## 練習文本:
撰文/李彥範
繪圖/鄒明貴
你知道嗎,在我所處的工作場合,身為堂堂男子漢的我必須對一個見面還不到半分鐘的女子,神態自若地問她:「上次月經來是什麼時候?還記得是幾月幾號嗎?」(女病患到檢傷分類站時,當班護士會先問對方是否懷孕,因為在做X光、電腦斷層等放射線檢查時,若是懷孕的話會讓胎兒生出來變成畸形兒。)
而為了完成醫師的order(醫囑),我常常對一個完全不認識的女子──通常是上了年紀的人說:「請問是XXX女士嗎?妳好,我要幫妳做一張心電圖。」而對方通常都得乖乖地掀起衣服,露出她的私密處讓我完成該做的事。
從開始在急診工作到現在,我總是被各式各樣的事物操控著,有時被忙碌的工作操控著,有時被巨大的壓力操控著,有時被怎樣都處理不完的醫囑操控著,有時被單位其他醫護人員的評價操控著。
而在層層擠壓下,我在意著,何時能達到單位要求的期望?我在意著,何時能有足夠的信心面對一個又一個急待克服的難關?
甲學姊說:「你要熟悉routine(例行)的工作啊,這樣做起事來才能又快又順手,也才能讓人家覺得你很smart(聰明)。」
乙學長說:「你要趕快搞懂單位的各種工作運作流程和各種常見疾病治療照護,我才能帶你往外發展,不然時間一久,你就變成我手中的一個廢棋了。」
丙學姊說:「你的態度要表現得更為積極一點,雖然你不是這一批新人當中排名最後的,但是你的態度,還是不夠積極。」
而我,就在工作與他人的評價中,繼續地勞碌,持續地迷失。
找回最重要的價值
忙碌中,我已經忘記當初決定要繼續走這一行,是為了要幫助「人」。希望他們在痛苦需要幫助時,我能給他們最及時的協助,我能給他溫暖的安慰,我能幫他減輕一些肉體或心靈上的痛苦,但我卻因為龐大的工作量及壓力,仗著「醫護人員」身分的特權,在短時間內去收集病患的資料及病情,而可以不顧病患的隱私權及選擇權。

## 資料紀錄:
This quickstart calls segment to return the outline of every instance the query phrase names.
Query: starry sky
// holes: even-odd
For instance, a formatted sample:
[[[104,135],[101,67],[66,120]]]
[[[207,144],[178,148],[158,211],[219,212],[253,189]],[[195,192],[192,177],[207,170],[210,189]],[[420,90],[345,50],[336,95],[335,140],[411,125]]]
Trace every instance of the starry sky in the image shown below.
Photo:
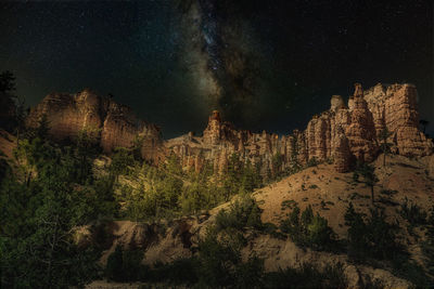
[[[434,135],[429,0],[3,1],[0,70],[35,105],[91,88],[162,127],[219,109],[252,131],[304,129],[354,82],[414,83]]]

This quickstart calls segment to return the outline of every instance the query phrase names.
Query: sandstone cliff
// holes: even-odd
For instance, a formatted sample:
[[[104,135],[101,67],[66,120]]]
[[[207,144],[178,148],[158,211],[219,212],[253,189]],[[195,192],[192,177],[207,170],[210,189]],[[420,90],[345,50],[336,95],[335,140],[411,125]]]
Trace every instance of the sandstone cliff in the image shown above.
[[[294,130],[283,136],[238,130],[215,110],[203,136],[189,133],[163,141],[156,126],[139,120],[129,107],[89,90],[48,95],[31,109],[28,126],[37,126],[42,115],[48,116],[50,133],[58,140],[74,137],[88,129],[95,133],[105,153],[118,146],[130,147],[140,140],[144,159],[157,163],[175,154],[184,169],[195,171],[210,166],[221,173],[229,157],[238,154],[241,161],[250,161],[264,175],[291,170],[312,159],[334,161],[336,171],[345,172],[356,160],[376,158],[378,135],[384,128],[393,133],[388,142],[394,154],[421,157],[433,153],[432,141],[419,130],[417,90],[407,83],[379,83],[365,92],[356,83],[347,105],[340,95],[333,95],[330,109],[314,116],[304,131]],[[273,163],[276,157],[281,161]]]
[[[95,136],[105,153],[141,142],[144,159],[157,161],[161,155],[158,127],[139,120],[129,107],[90,90],[77,94],[47,95],[30,110],[27,126],[37,127],[43,115],[47,116],[49,133],[54,140],[74,139],[81,130],[87,130]]]
[[[263,174],[273,173],[273,156],[280,155],[282,167],[290,169],[309,160],[334,161],[339,172],[345,172],[358,161],[372,161],[380,153],[379,133],[387,128],[395,154],[408,157],[427,156],[433,143],[419,130],[417,91],[412,84],[378,84],[363,92],[355,84],[355,92],[345,105],[333,95],[331,107],[314,116],[306,130],[291,135],[252,133],[237,130],[213,111],[203,136],[192,134],[169,140],[166,147],[181,159],[183,167],[200,170],[208,162],[222,172],[231,154],[242,161],[259,166]]]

## 指定任務 A:
判斷下列三項敘述是否符合急診工作短文:(i) 乙學長要作者熟悉例行工作;(ii) 丙學姊認為作者是這一批新人中排名最後的;(iii) 作者當初決定繼續走這一行,是為了幫助人。每項答「是」或「否」,並一字不差地引出短文中作為判斷依據的文字。
## 指定任務 B:
從急診工作短文的最後一句之後接著往下寫。
這些資料與急診工作短文無關。

## 作答欄 A:
(i) 否:『甲學姊說:「你要熟悉routine(例行)的工作啊』
(ii) 否:『雖然你不是這一批新人當中排名最後的』
(iii) 是:『當初決定要繼續走這一行,是為了要幫助「人」』

## 作答欄 B:
雖然大部分病患在踏入醫院的那一刻,早已一廂情願地相信醫護人員會盡一切努力為他除去病痛,所以他可以放下身段任醫護人員詢問任何問題。我也一廂情願地認為我是為病人好,做了許多幫助他的事。而那些不領情的病人,或者是詢問過多問題的家屬,就被歸類為太會喃喃自語抱怨、太難搞的病人。
忙碌中,我應該顧不了其他,但我卻能分心分出時間,開始在乎這個學長怎麼看我,那個學姊怎樣評斷我,我在單位有什麼價值。
我似乎徹底地忽略了,當初選擇這份工作,是因為想藉由這條路當作服事神的一條路,我總去在意一些根本不需在意的,卻忽略了最重要的事:在眾人的眼中我有什麼樣的價值?在我自己心中又是個有什麼樣價值的人?透過學長、學姊對我的評價,我早就把自己貶得一文不值。我忽略了自己一直是上帝眼中的寶貝,也忘了自己曾是一個那麼敏感、那麼愛體驗及感受生活週遭一切的人。
努力把自己從N1進階到N4(護士的進階資格),是我要的嗎?我不知道。
努力做個能被單位的其他同事肯定的人,是我想要的嗎?我不知道。
這條路要怎樣的走下去?我也沒個肯定的答案。但我知道,我已經離親愛的上帝好遠好遠,是該回到祂身邊,求祂陪我一起成長、陪我走這條我要繼續走下去的路。
再次換上白衣,走入急診室,我浪子回頭,是該起身了……。